◆ **PASSAGE TO READ**:
● ● ● ●

Dr. Zucker: [1:07] And as a historian, I’m interested in the way that notions of beauty have changed over time. The ancient Greek philosopher Pythagoras thought that beauty was rooted in a universal harmony, and that when we produced something that reflected those harmonies, we saw that thing as beautiful.

[1:24] Then there’s the issue of who determines what is beautiful. I think in the 21st century we’re very comfortable with the idea that beauty is something that’s determined by one’s experience, that is deeply personal, but that was not always the case.

Dr. Harris: [1:37] We live in an era where the individual is paramount. Old forms of authority that would have told us what is beautiful don’t exist in the same way for us. In the 19th century and hundreds of years before that, there were art academies that decided what was beautiful.

Dr. Zucker: [1:52] It’s interesting to think about how the academies, the royal academies in Europe, determined what was beautiful.

● ● ● ●

◆ **STATED EXERCISE 1**:
In the records below, lay out the stretch from the line containing "Point out the steamed" through the line containing "x=581, y=463" as a JSON list of strings, one string per line, with blank lines left out.

◆ **RECORD EXTRACTS**:
● ● ● ●

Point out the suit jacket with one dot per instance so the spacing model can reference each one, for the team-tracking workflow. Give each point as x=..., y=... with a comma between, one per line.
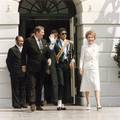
x=13, y=62
x=33, y=57
x=70, y=51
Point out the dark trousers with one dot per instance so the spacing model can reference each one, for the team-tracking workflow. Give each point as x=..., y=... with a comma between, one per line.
x=63, y=72
x=36, y=83
x=54, y=79
x=18, y=85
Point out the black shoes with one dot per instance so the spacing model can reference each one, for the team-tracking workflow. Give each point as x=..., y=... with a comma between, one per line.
x=39, y=108
x=17, y=107
x=24, y=106
x=61, y=108
x=99, y=108
x=33, y=107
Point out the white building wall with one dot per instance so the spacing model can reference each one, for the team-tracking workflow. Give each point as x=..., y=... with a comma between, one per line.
x=103, y=17
x=9, y=20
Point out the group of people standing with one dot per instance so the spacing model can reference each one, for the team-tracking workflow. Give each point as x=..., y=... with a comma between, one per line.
x=30, y=59
x=34, y=57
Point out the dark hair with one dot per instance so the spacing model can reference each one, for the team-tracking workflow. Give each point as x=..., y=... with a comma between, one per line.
x=17, y=37
x=38, y=28
x=90, y=33
x=61, y=30
x=54, y=31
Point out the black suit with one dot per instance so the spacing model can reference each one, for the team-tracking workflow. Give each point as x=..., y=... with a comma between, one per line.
x=36, y=61
x=63, y=71
x=17, y=77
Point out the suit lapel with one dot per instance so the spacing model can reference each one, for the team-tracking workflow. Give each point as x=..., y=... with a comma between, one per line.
x=16, y=51
x=34, y=43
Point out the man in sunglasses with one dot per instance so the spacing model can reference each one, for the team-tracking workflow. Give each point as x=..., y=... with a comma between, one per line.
x=64, y=54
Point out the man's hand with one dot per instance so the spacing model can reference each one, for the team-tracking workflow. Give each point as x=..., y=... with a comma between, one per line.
x=24, y=68
x=81, y=72
x=49, y=62
x=52, y=38
x=72, y=64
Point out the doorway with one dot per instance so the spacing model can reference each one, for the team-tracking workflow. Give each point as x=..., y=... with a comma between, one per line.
x=48, y=24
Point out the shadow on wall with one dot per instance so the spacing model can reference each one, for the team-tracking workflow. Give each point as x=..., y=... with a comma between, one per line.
x=110, y=15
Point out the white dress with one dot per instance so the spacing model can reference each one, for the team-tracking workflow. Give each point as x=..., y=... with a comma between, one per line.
x=89, y=63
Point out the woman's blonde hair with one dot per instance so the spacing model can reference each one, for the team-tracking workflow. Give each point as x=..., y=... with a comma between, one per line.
x=90, y=33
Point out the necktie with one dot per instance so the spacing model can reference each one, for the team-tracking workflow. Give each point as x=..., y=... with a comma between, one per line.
x=40, y=44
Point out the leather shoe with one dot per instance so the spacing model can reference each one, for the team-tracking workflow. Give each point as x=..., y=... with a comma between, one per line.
x=17, y=107
x=39, y=108
x=33, y=107
x=24, y=106
x=99, y=108
x=59, y=108
x=63, y=108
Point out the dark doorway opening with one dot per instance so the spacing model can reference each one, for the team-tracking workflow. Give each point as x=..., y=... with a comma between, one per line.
x=48, y=24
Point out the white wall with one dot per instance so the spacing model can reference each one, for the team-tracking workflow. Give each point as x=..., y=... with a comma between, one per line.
x=103, y=17
x=9, y=20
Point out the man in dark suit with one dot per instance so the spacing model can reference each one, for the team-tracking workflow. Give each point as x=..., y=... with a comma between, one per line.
x=64, y=56
x=17, y=76
x=52, y=41
x=35, y=58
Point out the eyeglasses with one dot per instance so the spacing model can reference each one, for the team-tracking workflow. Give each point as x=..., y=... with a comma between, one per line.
x=63, y=33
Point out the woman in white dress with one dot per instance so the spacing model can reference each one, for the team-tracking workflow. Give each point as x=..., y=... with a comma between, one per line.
x=89, y=69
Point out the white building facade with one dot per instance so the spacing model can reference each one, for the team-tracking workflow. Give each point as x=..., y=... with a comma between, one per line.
x=103, y=17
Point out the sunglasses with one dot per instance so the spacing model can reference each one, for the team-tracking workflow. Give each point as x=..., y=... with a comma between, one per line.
x=64, y=33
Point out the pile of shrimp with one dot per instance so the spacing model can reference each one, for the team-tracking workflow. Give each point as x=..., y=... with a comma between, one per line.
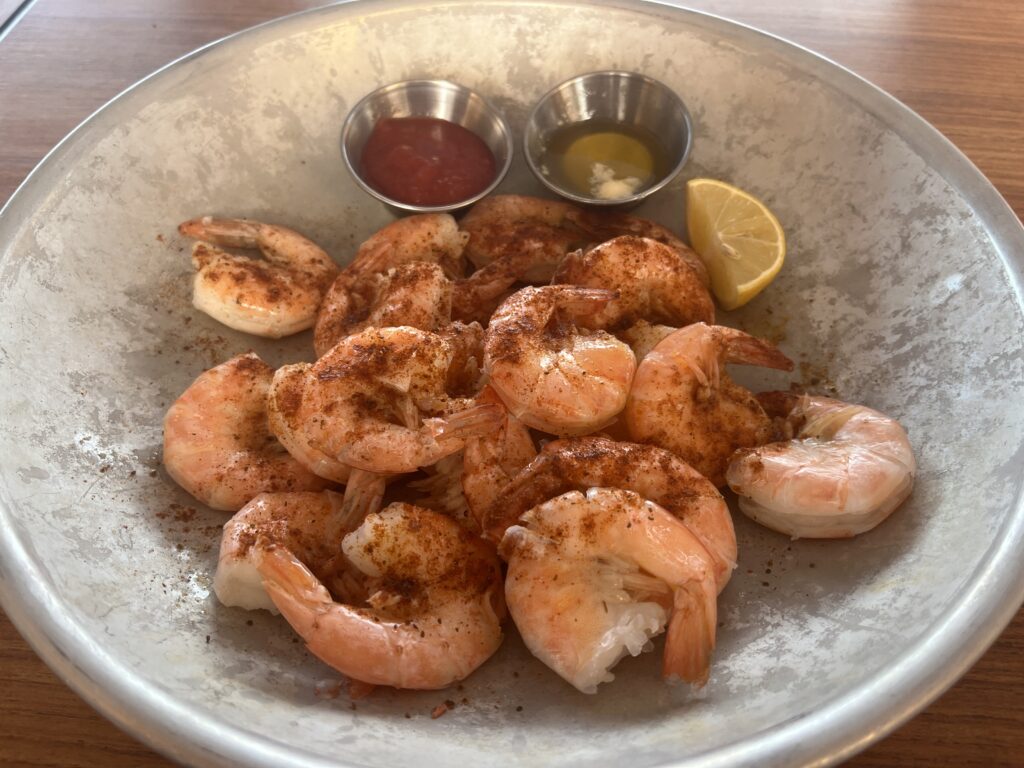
x=524, y=414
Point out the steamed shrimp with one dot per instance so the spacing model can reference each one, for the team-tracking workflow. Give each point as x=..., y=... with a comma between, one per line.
x=594, y=577
x=217, y=442
x=683, y=400
x=845, y=469
x=492, y=461
x=377, y=401
x=415, y=294
x=504, y=225
x=550, y=374
x=603, y=225
x=273, y=297
x=429, y=237
x=434, y=607
x=654, y=283
x=310, y=525
x=581, y=463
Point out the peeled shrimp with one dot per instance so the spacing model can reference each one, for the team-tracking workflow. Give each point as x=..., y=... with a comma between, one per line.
x=593, y=577
x=429, y=237
x=492, y=461
x=217, y=442
x=434, y=609
x=845, y=470
x=415, y=294
x=378, y=401
x=654, y=283
x=504, y=225
x=273, y=297
x=582, y=463
x=683, y=400
x=550, y=374
x=603, y=225
x=310, y=525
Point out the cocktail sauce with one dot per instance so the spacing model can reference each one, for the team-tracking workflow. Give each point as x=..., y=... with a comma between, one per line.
x=426, y=161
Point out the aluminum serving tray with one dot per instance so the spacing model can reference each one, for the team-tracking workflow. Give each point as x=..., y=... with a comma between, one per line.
x=902, y=291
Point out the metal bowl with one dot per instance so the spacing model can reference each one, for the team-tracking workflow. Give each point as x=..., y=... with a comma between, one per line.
x=428, y=98
x=903, y=292
x=625, y=97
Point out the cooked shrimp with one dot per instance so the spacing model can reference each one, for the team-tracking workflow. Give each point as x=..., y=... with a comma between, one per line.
x=493, y=460
x=844, y=471
x=377, y=401
x=654, y=283
x=683, y=400
x=415, y=294
x=310, y=525
x=593, y=578
x=435, y=606
x=274, y=297
x=284, y=400
x=504, y=225
x=643, y=336
x=217, y=442
x=603, y=225
x=428, y=237
x=582, y=463
x=550, y=374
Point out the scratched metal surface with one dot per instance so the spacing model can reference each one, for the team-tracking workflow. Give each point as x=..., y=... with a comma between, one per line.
x=902, y=291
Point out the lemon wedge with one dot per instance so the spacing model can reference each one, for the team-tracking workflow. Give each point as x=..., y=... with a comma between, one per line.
x=738, y=239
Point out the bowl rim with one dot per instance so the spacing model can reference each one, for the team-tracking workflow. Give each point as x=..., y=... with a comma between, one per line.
x=351, y=164
x=615, y=202
x=843, y=725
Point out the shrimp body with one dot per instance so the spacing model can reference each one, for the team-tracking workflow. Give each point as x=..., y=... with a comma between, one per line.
x=434, y=609
x=846, y=469
x=492, y=461
x=377, y=401
x=683, y=400
x=428, y=237
x=593, y=577
x=273, y=297
x=507, y=225
x=654, y=283
x=551, y=374
x=603, y=225
x=415, y=294
x=310, y=525
x=582, y=463
x=217, y=442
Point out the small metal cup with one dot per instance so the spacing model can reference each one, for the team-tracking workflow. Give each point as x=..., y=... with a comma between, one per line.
x=426, y=98
x=625, y=97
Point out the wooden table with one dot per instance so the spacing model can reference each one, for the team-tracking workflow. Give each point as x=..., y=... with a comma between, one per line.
x=961, y=66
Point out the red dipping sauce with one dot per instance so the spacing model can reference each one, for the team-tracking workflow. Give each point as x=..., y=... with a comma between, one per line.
x=426, y=161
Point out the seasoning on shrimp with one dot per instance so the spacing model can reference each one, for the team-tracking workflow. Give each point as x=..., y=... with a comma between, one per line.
x=594, y=577
x=273, y=297
x=653, y=281
x=434, y=608
x=378, y=401
x=217, y=441
x=845, y=469
x=660, y=476
x=551, y=374
x=683, y=400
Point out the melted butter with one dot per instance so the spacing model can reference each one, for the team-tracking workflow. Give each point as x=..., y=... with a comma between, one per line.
x=602, y=159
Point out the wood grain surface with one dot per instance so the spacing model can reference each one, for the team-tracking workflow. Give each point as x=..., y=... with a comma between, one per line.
x=958, y=65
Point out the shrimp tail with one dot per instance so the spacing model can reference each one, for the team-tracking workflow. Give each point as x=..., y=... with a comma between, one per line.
x=745, y=349
x=577, y=299
x=476, y=420
x=293, y=588
x=364, y=494
x=690, y=638
x=230, y=232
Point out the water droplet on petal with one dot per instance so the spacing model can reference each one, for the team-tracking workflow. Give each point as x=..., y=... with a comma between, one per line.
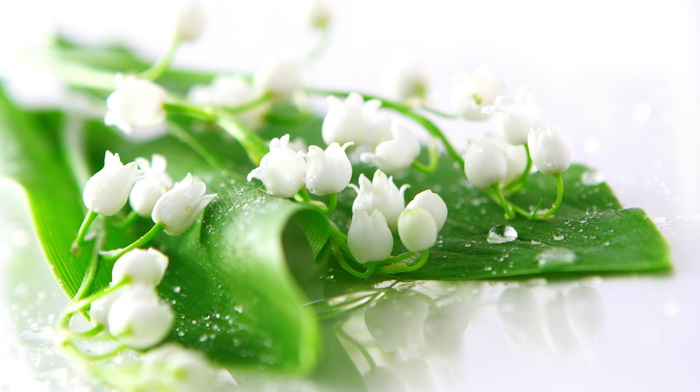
x=501, y=234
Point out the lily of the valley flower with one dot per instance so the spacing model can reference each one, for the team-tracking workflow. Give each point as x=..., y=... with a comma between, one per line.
x=140, y=266
x=380, y=194
x=369, y=237
x=397, y=153
x=417, y=229
x=135, y=104
x=138, y=318
x=515, y=118
x=348, y=120
x=549, y=151
x=485, y=162
x=189, y=20
x=178, y=208
x=280, y=76
x=474, y=93
x=154, y=183
x=107, y=191
x=327, y=171
x=433, y=203
x=282, y=170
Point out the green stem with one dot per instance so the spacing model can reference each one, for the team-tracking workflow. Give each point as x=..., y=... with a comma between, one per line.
x=162, y=64
x=146, y=238
x=408, y=112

● ● ● ●

◆ **STATED EXERCISE 2**:
Transcribe the stretch of the conversation about beauty above from "Dr. Zucker: [1:07]" through "decided what was beautiful.".

◆ **COMPLETE ANSWER 1**:
[
  "Point out the steamed shrimp with one dot per instance so the spacing model can reference each one, for the team-tracking workflow. Give each point as x=..., y=... with a comma between, one per line.",
  "x=594, y=577",
  "x=217, y=442",
  "x=683, y=400",
  "x=845, y=469",
  "x=492, y=461",
  "x=377, y=401",
  "x=415, y=294",
  "x=504, y=225",
  "x=550, y=374",
  "x=603, y=225",
  "x=273, y=297",
  "x=429, y=237",
  "x=434, y=607",
  "x=654, y=283",
  "x=310, y=525",
  "x=581, y=463"
]

◆ **COMPLETE ANSWER 2**:
Dr. Zucker: [1:07] And as a historian, I’m interested in the way that notions of beauty have changed over time. The ancient Greek philosopher Pythagoras thought that beauty was rooted in a universal harmony, and that when we produced something that reflected those harmonies, we saw that thing as beautiful.

[1:24] Then there’s the issue of who determines what is beautiful. I think in the 21st century we’re very comfortable with the idea that beauty is something that’s determined by one’s experience, that is deeply personal, but that was not always the case.

Dr. Harris: [1:37] We live in an era where the individual is paramount. Old forms of authority that would have told us what is beautiful don’t exist in the same way for us. In the 19th century and hundreds of years before that, there were art academies that decided what was beautiful.